> **EXERCISE PASSAGE**
******************************
John was already prominent as an interior designer, but he had modesty about him. I learned only recently that he’d started out in life getting a graduate degree in business. I wasn’t surprised because aside from his talent, he was a serious businessman with a sunny quality about him. He was easy to laugh with; his impeccable manners a matter of fact.

John and Kelly when we first interviewed John in 2011.

He and Kelly were active hosts and they gave wonderful dinner parties in their penthouse like apartment (on the 18th floor with sweeping city views east, west, south and north). They also had houses out East where there were dinner parties with lots of friends and weekend guests. It was a good life.

He wasn’t a quiet man but he was clearly a man who followed his intentions. Clients for example expect perfection. So did John; that was his ace. His passing is a great loss to all who knew him, and a greater loss to his partner Kelly; they were a team in life, both people who like people.

John was an early interview when JH and Sian and Lesley launched our HOUSE section. There was a second one, below, which we ran in 2016. The meetings were always an interesting conversation between Sian and Lesley with John, while JH was busy with his photographic conversation with The Subject’s Interior.  — DPC


John Barman was one of the designers in our very first batch of HOUSE interviews and he had us reaching for the names of movies that we thought would best describe his style sensibility—James Bond! Austin Powers! This time, after his sophisticated renovation, we were thinking Bertolucci films. But in the end the look is very much his own. It’s colorful and swanky—something we haven’t seen for ages and we hadn’t realized how thirsty we were for a bit of true glamour. “What’s wrong with a little glamour?” he asked us. “It’s not like you get up in the morning and it’s a problem.”

Click to order John Barman Interior Design.

So looking at your book, John Barman Interior Design [The Monacelli Press], it kind of made me feel happy because there was so much color — we live in a world, where, increasingly we seem to be moving towards what everyone depressingly calls a “neutral palette”. I was wondering about the kinds of people who come to you, who really want color … are they …

Crazy?

Well, are they more optimistic than other people?

Sometimes I have to talk with them about the introduction of color … they’re scared of it. Historically it’s hard to understand because throughout history people have always said “color.” Eighteenth-century France, 19th century America … it kept going. The 40s in America were very colorful and so were the 80s. Then all of sudden in the 90s everything became beige.

Do you think that was a response to the excesses of the “Bonfire of the Vanities” look?

Well that might have been a good response at the time but it didn’t have to last for 25 years! But then they got a little surprise when it became grey—but one thing about grey is that grey accepts color a lot better. I did this room thinking that I wanted to do it a little more “normally” and I did it in grey …


Contemporary work, including this painting by Jack Goldstein, lines the walls of John’s foyer and main hallway.
******************************
> **WHAT TO WORK ON**
- 1) From the piece on John Barman, write out the stretch from "So looking at" through "than other people?" word for word.
- 2) In the piece on John Barman, why was the writer not surprised to learn that John had started out with a graduate degree in business? Answer in one to three sentences.
- 3) Carry on the piece on John Barman from the point where it stops.

> **RAW DATA**
******************************
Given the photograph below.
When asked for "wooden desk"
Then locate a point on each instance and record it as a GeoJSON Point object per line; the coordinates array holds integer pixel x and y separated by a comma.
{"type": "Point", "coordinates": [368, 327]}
******************************
> **RESPONSES FOR EACH TASK**
- 1)
So looking at your book, John Barman Interior Design [The Monacelli Press], it kind of made me feel happy because there was so much color — we live in a world, where, increasingly we seem to be moving towards what everyone depressingly calls a “neutral palette”. I was wondering about the kinds of people who come to you, who really want color … are they …

Crazy?

Well, are they more optimistic than other people?

- 2) The writer was not surprised because, besides his talent, John was a serious businessman. He also had a sunny quality about him.

- 3)
A painting by Barnaby Furnas hangs opposite “Omerta” by Norbert Bisky.


Yes … looking around this room, I realized it’s actually quite quiet …

Well, I was trying but I was very unhappy and I had to put the color in. It didn’t give me pleasure. Also the way I use color, it’s very easy to change it. It doesn’t have to be that scary.

Do you miss a bit that over the centuries, aside from color, we’ve also moved further and further away from adornment to unadorned surfaces? I keep wondering how we’ve turned our eye away from all that skill to something else.

It’s such a good question. I’ve never thought about it before. It’s just a style trend but …


The living room is a long space, divided into three distinct seating areas and a desk area.
John shares the apartment with his partner Kelly Stuart Graham and their adorable sixteen-year-old pug, Buster.
Lacquered walls in a neutral gray provide a quiet backdrop to the contemporary and mid-century furnishings as well as the art that fills the expansive living room space.



A sinuous and highly reflective chrome room divider with a pattern of convex spherical forms announces the presence of bold geometry in the living room.


Tangerine side chairs, raspberry and orange pillows contrast with the neutral grays of the living room. Blenko and Venini glass objects in yellow and red add extra color.
A French desk from the 1940s in sycamore veneer is combined with a pair of Pace chairs with Lucite legs.
In the far corner of the living room a vibrant painting by Karin Davie hangs above an L-shaped sofa. The chrome-plated table lamp dates to the 1970s and is by Curtis Jere.


A painting with a nostalgic twist by Paco Pomet hangs above a 1940s French bar cabinet.

I think it’s something more than a trend. I’m wondering if we’ve lost it forever, the love of ornate decoration that required all that skill.

It could be cultural, like in Thailand, there is still some of that. There was just an article today in the Times about the room at the Armory. I went on a tour one day and it’s so ornate with so many interesting elements and all the intricacies of it but it’s just not the taste of today.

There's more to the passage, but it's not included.